===== 原文

人は、自分が信じたいものを、自分が信じたいように信じる傾向があるといわれています。『FACTFULNESS』が話題になろうと、脳科学が進化しようと、事実を受け入れようとしない人はいます。

事実<<<感情

となると、根拠のないものに不安を感じたり、「世間一般」を外れることに恐怖したりしてしまう。

現実への対応<<<不安への対応

これは、はてしなく意味がなく、はてしなくめんどくさい仕事だなーと、砂川文次さんの小説『臆病な都市』を読みながら思いました。

<あらすじ>
「首都庁」に勤める若手官僚「K」は、ある日、「鳧(けり)」が媒介する新型感染症の発生が疑われるというニュースを受け取る。専門家からは事実無根であることが示されるが、市民から次々と不安の声が挙がり始める。国と都の方針に反して、ある自治体は独自の対策を決定。その結果、存在しないはずの新型感染症がひとり歩きしてしまう……。

「ない」と言っているのに、「ある」ことになっていく噂話。両局に向かって暴走する世論と、無為無策な官僚組織の姿は、現在の社会を映しているよう。会議を準備するようすなんて、ニヤニヤしてしまいます。

砂川文次さんは、元自衛官だそう。自衛隊の訓練では、演習場を線で区切って、海に見立てたり、敵に見立てたりするのだそうです。子どものころの「ごっこ遊び」まんまやん。見立てと現実を区切るのは、権力なのか、言葉の力なのかという疑問が、何かを書く原動力になっていると語っておられます。

謎の新型感染症がテーマの小説ですが、執筆自体は新型コロナウイルスの感染が広がるよりも、もっと前に書かれたとのこと。「ファクト」を信じず、「感情」に振り回され、暴走していく民衆の姿が描かれています。

若手官僚の「K」は、決して熱意あふれる公務員ではありません。ただただ、ひたすら、職務に忠実なだけ。その、“だけ”が問題なのですが……。

「裸の王様」に、「だけど、なんにも着てないじゃない!」と叫んだ子どもがいましたね。子どもの無邪気=空気の読めなさが、「ばか者には見えない布地」の虚構を突き破ったわけですが。

見栄や立場にとらわれて本当のことを言えない大人がいるように、「無邪気」に世間を渡るには、「鬼」が多すぎる。対応がたらい回しにされ、どんどんと身動きが取れなくなっていく「組織」という生き物に、恐怖を覚えます。

そしてまた、人が伝えようとしていることは、伝えようとしている通りには伝わらないという現実もあるんですよね。くわばらくわばら。

==========

上の『臆病な都市』の紹介文で、「<あらすじ>」の段落にかぎかっこ「」で囲まれて出てくる語をすべて挙げてください。

===== 入力データ

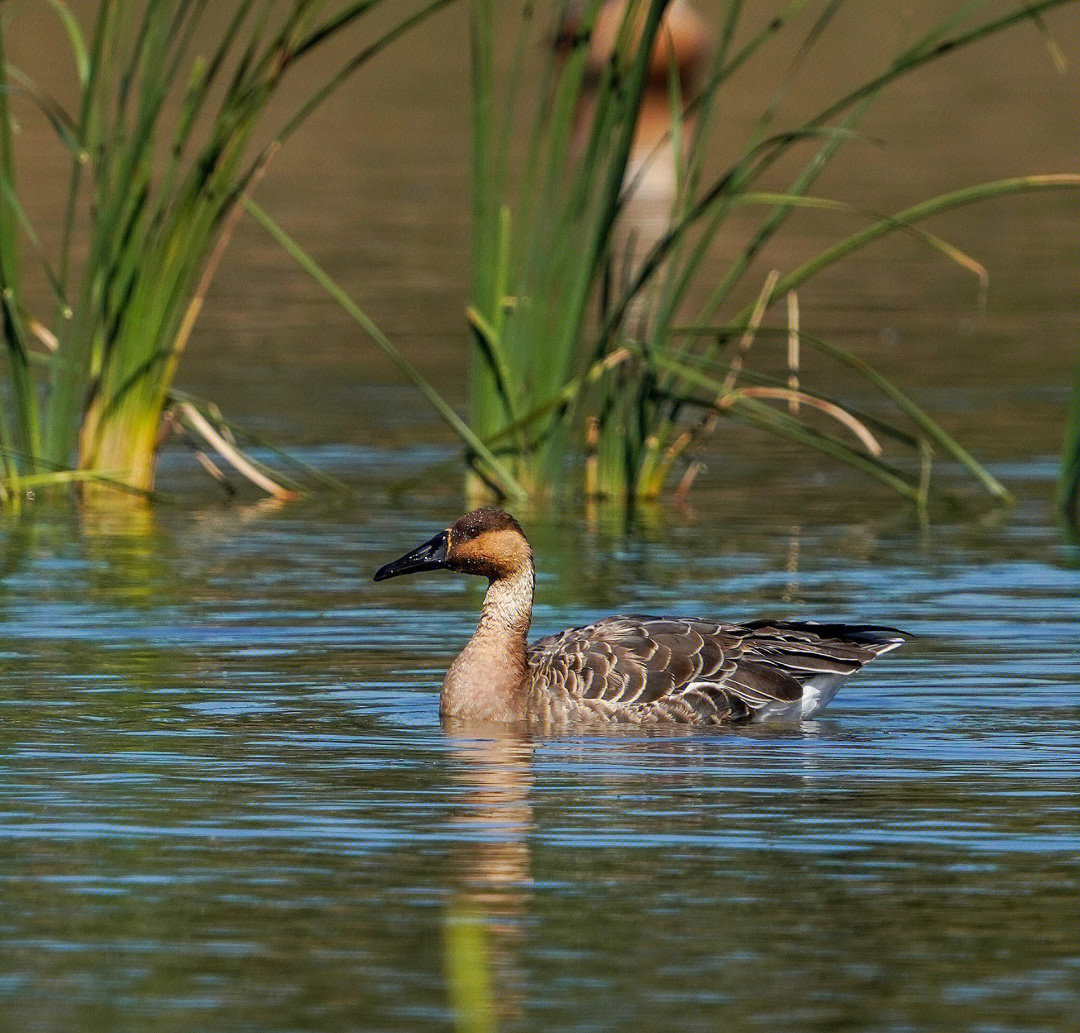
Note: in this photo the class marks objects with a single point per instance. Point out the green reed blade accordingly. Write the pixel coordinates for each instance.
(1068, 482)
(504, 479)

==========

## 解答例
首都庁、K、鳧(けり)